- [Assigned task]: Please retype the whole listing so that it matches the original exactly.

- [Data for the task]:
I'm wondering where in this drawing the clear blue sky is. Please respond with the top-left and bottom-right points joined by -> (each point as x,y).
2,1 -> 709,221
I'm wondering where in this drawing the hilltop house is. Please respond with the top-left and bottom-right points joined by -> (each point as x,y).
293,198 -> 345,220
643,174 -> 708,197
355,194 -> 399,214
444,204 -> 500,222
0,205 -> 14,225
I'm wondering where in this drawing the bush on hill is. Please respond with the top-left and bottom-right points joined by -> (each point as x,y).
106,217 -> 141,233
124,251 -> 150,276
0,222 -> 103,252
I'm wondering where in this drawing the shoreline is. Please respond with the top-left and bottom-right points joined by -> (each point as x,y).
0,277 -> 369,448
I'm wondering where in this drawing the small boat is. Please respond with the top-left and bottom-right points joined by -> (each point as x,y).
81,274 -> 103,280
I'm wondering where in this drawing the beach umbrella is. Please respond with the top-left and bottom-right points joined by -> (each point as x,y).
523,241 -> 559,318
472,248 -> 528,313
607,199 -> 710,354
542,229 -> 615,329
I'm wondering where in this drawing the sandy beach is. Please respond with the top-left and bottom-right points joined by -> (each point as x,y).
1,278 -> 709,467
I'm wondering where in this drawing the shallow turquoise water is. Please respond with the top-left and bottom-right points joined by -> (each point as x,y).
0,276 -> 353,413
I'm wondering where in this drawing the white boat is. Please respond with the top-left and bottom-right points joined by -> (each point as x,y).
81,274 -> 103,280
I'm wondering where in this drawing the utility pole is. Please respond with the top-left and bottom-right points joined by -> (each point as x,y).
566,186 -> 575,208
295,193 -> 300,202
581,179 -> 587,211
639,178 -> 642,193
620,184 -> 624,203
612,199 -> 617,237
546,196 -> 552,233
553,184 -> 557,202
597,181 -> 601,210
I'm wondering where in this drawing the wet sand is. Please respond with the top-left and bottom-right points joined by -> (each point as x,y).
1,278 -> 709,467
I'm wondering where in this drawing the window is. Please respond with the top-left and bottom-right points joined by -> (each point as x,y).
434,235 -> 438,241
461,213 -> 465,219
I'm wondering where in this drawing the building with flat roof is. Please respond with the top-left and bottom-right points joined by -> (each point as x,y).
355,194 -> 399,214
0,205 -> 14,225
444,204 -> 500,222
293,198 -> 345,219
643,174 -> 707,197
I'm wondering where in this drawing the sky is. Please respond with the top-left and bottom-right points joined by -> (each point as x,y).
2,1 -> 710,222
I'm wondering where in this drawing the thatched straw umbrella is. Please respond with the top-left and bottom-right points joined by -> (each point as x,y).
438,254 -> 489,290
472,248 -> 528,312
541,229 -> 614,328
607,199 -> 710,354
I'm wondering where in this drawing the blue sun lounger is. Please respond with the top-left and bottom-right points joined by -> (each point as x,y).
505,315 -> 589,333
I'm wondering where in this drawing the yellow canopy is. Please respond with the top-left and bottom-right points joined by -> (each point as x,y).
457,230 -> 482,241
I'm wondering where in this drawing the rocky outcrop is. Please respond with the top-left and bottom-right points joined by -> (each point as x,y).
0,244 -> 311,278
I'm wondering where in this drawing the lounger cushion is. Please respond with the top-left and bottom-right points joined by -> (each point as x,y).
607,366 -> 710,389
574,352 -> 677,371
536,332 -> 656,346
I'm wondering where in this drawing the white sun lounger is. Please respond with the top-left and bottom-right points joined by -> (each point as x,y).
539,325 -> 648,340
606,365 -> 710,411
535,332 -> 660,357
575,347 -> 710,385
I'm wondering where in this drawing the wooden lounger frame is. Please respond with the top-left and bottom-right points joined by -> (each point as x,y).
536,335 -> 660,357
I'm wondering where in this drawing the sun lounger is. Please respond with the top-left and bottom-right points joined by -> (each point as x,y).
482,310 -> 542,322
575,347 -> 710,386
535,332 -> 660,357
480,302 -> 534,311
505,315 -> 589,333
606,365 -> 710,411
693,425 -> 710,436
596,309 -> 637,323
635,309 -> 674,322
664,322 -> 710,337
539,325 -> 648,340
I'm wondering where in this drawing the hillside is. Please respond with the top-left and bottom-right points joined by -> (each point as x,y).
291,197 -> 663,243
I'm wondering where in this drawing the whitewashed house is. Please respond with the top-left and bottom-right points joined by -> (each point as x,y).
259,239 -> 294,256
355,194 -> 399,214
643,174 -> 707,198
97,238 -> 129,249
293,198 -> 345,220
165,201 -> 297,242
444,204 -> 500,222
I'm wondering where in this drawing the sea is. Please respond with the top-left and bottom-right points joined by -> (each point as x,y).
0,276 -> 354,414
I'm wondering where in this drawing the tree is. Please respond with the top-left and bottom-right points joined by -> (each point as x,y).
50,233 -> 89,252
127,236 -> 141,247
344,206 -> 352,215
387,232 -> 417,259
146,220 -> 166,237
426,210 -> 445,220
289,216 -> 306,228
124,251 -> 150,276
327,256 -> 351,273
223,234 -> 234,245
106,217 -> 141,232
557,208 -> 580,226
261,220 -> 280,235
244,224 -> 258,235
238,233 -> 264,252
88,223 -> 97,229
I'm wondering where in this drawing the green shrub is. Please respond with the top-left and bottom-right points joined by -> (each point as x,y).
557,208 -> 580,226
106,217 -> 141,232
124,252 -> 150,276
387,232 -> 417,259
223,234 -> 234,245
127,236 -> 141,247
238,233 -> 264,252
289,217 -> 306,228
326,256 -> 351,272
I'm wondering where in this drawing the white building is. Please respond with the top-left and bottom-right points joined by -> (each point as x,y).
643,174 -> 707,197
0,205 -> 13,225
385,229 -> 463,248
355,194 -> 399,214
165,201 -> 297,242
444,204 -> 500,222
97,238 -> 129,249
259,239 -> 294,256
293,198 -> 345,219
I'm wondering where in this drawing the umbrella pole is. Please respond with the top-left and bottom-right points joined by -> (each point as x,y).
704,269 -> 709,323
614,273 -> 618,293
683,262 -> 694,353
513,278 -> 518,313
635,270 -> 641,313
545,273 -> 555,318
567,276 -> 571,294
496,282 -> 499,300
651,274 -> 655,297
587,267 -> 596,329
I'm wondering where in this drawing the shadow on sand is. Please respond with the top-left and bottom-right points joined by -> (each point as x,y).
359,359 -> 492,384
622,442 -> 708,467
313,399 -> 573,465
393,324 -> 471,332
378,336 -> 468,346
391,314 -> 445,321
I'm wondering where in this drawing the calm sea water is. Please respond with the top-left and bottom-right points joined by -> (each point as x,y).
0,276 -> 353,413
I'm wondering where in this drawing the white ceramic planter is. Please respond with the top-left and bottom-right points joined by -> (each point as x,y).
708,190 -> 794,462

- [Result of the exercise]:
I'm wondering where in this drawing the clear blue sky is. Please respond with the top-left and bottom-right points joined by -> (each point as x,y).
2,1 -> 709,221
I'm wondering where in this drawing the hilltop house is. Please respond with the top-left and bottom-right points joined by -> (each point as x,y).
293,198 -> 345,220
643,174 -> 708,197
355,194 -> 399,214
444,204 -> 500,222
0,205 -> 14,225
I'm wondering where in this drawing the bush on hill is. Please respond with the top-left and bottom-right points joined by -> (each point as x,y).
106,217 -> 141,233
124,251 -> 150,276
0,222 -> 103,252
I'm wondering where in this drawing the shoreline is. Please respond with the top-left and bottom-right points joined by -> (each point as x,y).
0,277 -> 369,448
I'm wondering where in this drawing the small boat is. Please respond with the top-left and bottom-right points joined by -> (each point as x,y).
81,274 -> 103,280
I'm wondering where in this drawing the beach umbrella is. Please respond with the top-left and bottom-right points joined by -> (each point as x,y).
523,241 -> 559,318
472,248 -> 528,313
607,199 -> 710,354
542,229 -> 615,329
I'm wondering where in this drawing the sandy beach is. Please respond with the top-left and bottom-right points joined by -> (each point as x,y).
1,278 -> 709,467
I'm wondering where in this drawing the shallow turquoise water is. Please respond with the top-left and bottom-right points joined by -> (each point as x,y).
0,276 -> 353,413
I'm wondering where in this drawing the white boat is. Please respond with the top-left and bottom-right points joined by -> (each point as x,y).
81,274 -> 103,280
I'm wondering where in this drawing the utility pole is. Please respond with the top-left and bottom-right points joined by -> (each point as x,y).
566,186 -> 575,208
295,193 -> 300,202
581,179 -> 587,211
639,178 -> 642,193
620,184 -> 624,203
612,199 -> 617,237
546,196 -> 552,233
553,184 -> 557,202
597,181 -> 601,210
I'm wondering where in this drawing the wet sand is. Please respond with the top-left and bottom-right points joined by -> (each point as x,y).
1,278 -> 709,467
I'm wondering where in this drawing the window is. Please respond with the top-left and bottom-right points joined by -> (each point as x,y).
434,235 -> 438,241
461,213 -> 465,219
I'm wondering where in this drawing the building with flat roof is. Please respond with the top-left and bottom-right points joined by -> (each point as x,y).
355,194 -> 399,214
0,205 -> 14,225
444,204 -> 500,222
293,198 -> 345,219
643,174 -> 707,197
I'm wondering where in this drawing the sky is. Please respond with the top-left and bottom-right points joined by -> (each point as x,y).
2,1 -> 710,222
I'm wondering where in this drawing the thatched straw umbrella is. Please respond with the top-left and bottom-right points joined by -> (each point as x,y).
438,254 -> 489,290
472,248 -> 528,312
541,229 -> 614,328
607,199 -> 710,354
I'm wondering where in this drawing the blue sun lounger is. Please respond with the top-left and bottom-right points joined by -> (each point as x,y).
505,315 -> 589,333
I'm wondering where in this drawing the yellow canopy is. Please respond with the top-left and bottom-right points joined by -> (each point as x,y).
457,230 -> 482,241
I'm wondering where in this drawing the rocky outcrop is. Please respond with the top-left and bottom-right points joined by -> (each point as x,y).
0,244 -> 311,278
I'm wondering where in this drawing the lounger cushion is. Please respond with the top-left and bottom-right points joined by -> (each point as x,y).
607,366 -> 710,389
574,352 -> 677,371
536,332 -> 656,346
I'm wondering where in this drawing the white sun lounger is. Please respond with the top-left and bottom-right points joined by -> (each point as x,y).
539,325 -> 648,340
606,365 -> 710,411
535,332 -> 660,357
575,347 -> 710,385
I'm wondering where in this drawing the wooden lounger frame is. Please respond with the top-left and bottom-right points joined by -> (each point as x,y).
536,335 -> 660,357
I'm wondering where in this drawing the sun lounger is. Please respond with the top-left and bottom-right points joined by -> (each point as x,y).
482,310 -> 542,322
575,347 -> 710,386
535,332 -> 660,357
480,302 -> 534,311
505,315 -> 589,333
606,365 -> 710,411
693,425 -> 710,436
596,309 -> 637,323
635,309 -> 674,322
664,322 -> 710,337
539,325 -> 648,340
I'm wondering where in this drawing the hillside is. Please respond with the top-left and bottom-right points joined by -> (each point as x,y).
291,197 -> 663,243
I'm wondering where in this drawing the whitewashed house is. Please respond with the top-left and bottom-right points joined by -> (each point as x,y).
259,239 -> 294,256
355,194 -> 399,214
643,174 -> 707,198
97,238 -> 129,249
293,198 -> 345,220
165,201 -> 297,242
444,204 -> 500,222
I'm wondering where in this drawing the sea is. Please respond with the top-left and bottom-right points joined by -> (each point as x,y).
0,276 -> 354,414
I'm wondering where in this drawing the tree is. Please respond with the top-left and bottom-right points joined by -> (each point as x,y).
50,233 -> 89,252
127,236 -> 141,247
344,206 -> 352,215
387,232 -> 417,259
146,220 -> 166,237
426,210 -> 445,220
289,216 -> 306,228
124,251 -> 150,276
327,256 -> 351,273
223,234 -> 234,245
106,217 -> 141,232
557,208 -> 580,226
261,220 -> 280,235
244,224 -> 258,235
238,233 -> 264,252
88,223 -> 97,229
I'm wondering where in this drawing the green shrub is. Please respond with the top-left and bottom-right points joined by -> (each point as x,y).
557,208 -> 580,226
106,217 -> 141,232
124,252 -> 150,276
387,232 -> 417,259
223,234 -> 234,245
127,236 -> 141,247
238,233 -> 264,252
289,217 -> 306,228
326,256 -> 351,272
I'm wondering where in this drawing the white building is. Please respond with the top-left and bottom-right points joined by -> (each point as x,y).
643,174 -> 707,197
0,205 -> 13,225
385,229 -> 463,248
355,194 -> 399,214
165,201 -> 297,242
444,204 -> 500,222
97,238 -> 129,249
259,239 -> 294,256
293,198 -> 345,219
I'm wondering where in this drawing the umbrella pole is. Please respond with the top-left and bottom-right points joined by -> (each point as x,y).
704,269 -> 709,323
614,273 -> 618,293
683,262 -> 694,353
513,278 -> 518,313
635,270 -> 641,313
545,273 -> 555,318
567,276 -> 571,294
496,282 -> 499,300
651,274 -> 655,297
587,267 -> 596,329
I'm wondering where in this drawing the shadow on sand is. Please respond with the top-left and bottom-right points joined by -> (each point as x,y).
359,359 -> 492,384
622,442 -> 708,467
313,399 -> 573,465
393,324 -> 471,332
378,336 -> 468,346
391,314 -> 445,321
I'm wondering where in this drawing the calm sea water is. Please respond with the top-left and bottom-right points joined by -> (each point as x,y).
0,276 -> 353,413
I'm wondering where in this drawing the white ceramic planter is. Please respond with the top-left and bottom-right points joined by -> (each point as x,y).
708,190 -> 794,462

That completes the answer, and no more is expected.